— Goal of the exercise —
Render every line of the records below as a numbered list, leaving out any blank lines.

— Point annotation dataset records —
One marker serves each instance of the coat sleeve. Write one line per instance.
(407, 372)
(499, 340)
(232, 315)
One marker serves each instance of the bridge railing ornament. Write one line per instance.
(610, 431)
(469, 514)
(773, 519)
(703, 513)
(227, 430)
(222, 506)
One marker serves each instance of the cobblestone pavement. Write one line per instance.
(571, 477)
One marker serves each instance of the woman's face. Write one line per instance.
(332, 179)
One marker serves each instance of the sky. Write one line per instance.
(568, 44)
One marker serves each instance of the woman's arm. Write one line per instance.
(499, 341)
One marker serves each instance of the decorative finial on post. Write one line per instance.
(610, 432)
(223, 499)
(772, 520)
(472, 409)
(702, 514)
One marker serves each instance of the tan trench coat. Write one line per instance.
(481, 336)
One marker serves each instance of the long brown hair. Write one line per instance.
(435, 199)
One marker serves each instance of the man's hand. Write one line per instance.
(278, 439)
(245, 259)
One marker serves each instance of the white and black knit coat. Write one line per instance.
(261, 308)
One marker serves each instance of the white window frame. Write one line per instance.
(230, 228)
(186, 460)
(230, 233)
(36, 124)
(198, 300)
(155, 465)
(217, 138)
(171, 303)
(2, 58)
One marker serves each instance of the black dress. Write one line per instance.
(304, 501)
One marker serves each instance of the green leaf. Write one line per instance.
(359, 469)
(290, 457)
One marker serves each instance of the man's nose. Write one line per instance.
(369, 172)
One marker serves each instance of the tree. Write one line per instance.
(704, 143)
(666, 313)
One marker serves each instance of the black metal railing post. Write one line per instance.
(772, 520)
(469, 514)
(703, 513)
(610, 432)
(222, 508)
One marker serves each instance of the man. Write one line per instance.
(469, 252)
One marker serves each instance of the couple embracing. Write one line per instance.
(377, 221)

— Exercise output —
1. One marker serves each instance of the coat sleeve. Write one line per instance.
2. (407, 372)
3. (499, 340)
4. (232, 315)
5. One marker serves each instance of the bridge railing ornament. Write one line per instance.
6. (610, 431)
7. (469, 514)
8. (773, 519)
9. (703, 513)
10. (227, 430)
11. (222, 506)
12. One marker serves each instance of the cobblestone pavement. Write one line per instance.
13. (571, 477)
14. One marker serves each instance of the woman's face. Write one line per instance.
15. (332, 179)
16. One marker serves each instance of the sky. Write one line per instance.
17. (568, 44)
18. One marker serves each instance of the woman's arm. Write one line per instance.
19. (499, 341)
20. One marker serves each instance of the decorative finial on post. Write one line per instance.
21. (610, 432)
22. (223, 499)
23. (772, 520)
24. (472, 409)
25. (702, 514)
26. One marker serves each instance of the tan trench coat. Write one line per instance.
27. (481, 336)
28. One marker serves each instance of the long brown hair. Write one line per instance.
29. (435, 199)
30. One marker serves each instance of the man's hand. Write one line per instance.
31. (278, 439)
32. (245, 259)
33. One marker serves each instance of the white and black knit coat. Write one line per instance.
34. (261, 308)
35. One marker serves each instance of the white window frame. Write one line per instance.
36. (230, 228)
37. (186, 460)
38. (230, 233)
39. (36, 124)
40. (198, 300)
41. (155, 465)
42. (217, 138)
43. (171, 303)
44. (2, 58)
45. One marker serves each instance of the black dress. Write one line per instance.
46. (304, 501)
47. One marker serves each instance of the green leaf. Write one line per instance.
48. (359, 469)
49. (290, 457)
50. One marker serves each instance of the man's nose. Write one line per instance.
51. (369, 172)
52. One marker serves each instance of the tree. Write one line per instance.
53. (704, 143)
54. (666, 313)
55. One marker serves each instance of the black metal railing post. Write one line per instance.
56. (772, 520)
57. (469, 514)
58. (703, 513)
59. (610, 432)
60. (222, 508)
61. One marker serves each instance of the man. Write one line per instance.
62. (469, 252)
63. One marker serves each instance of the couple embracing. Write one line per instance.
64. (377, 221)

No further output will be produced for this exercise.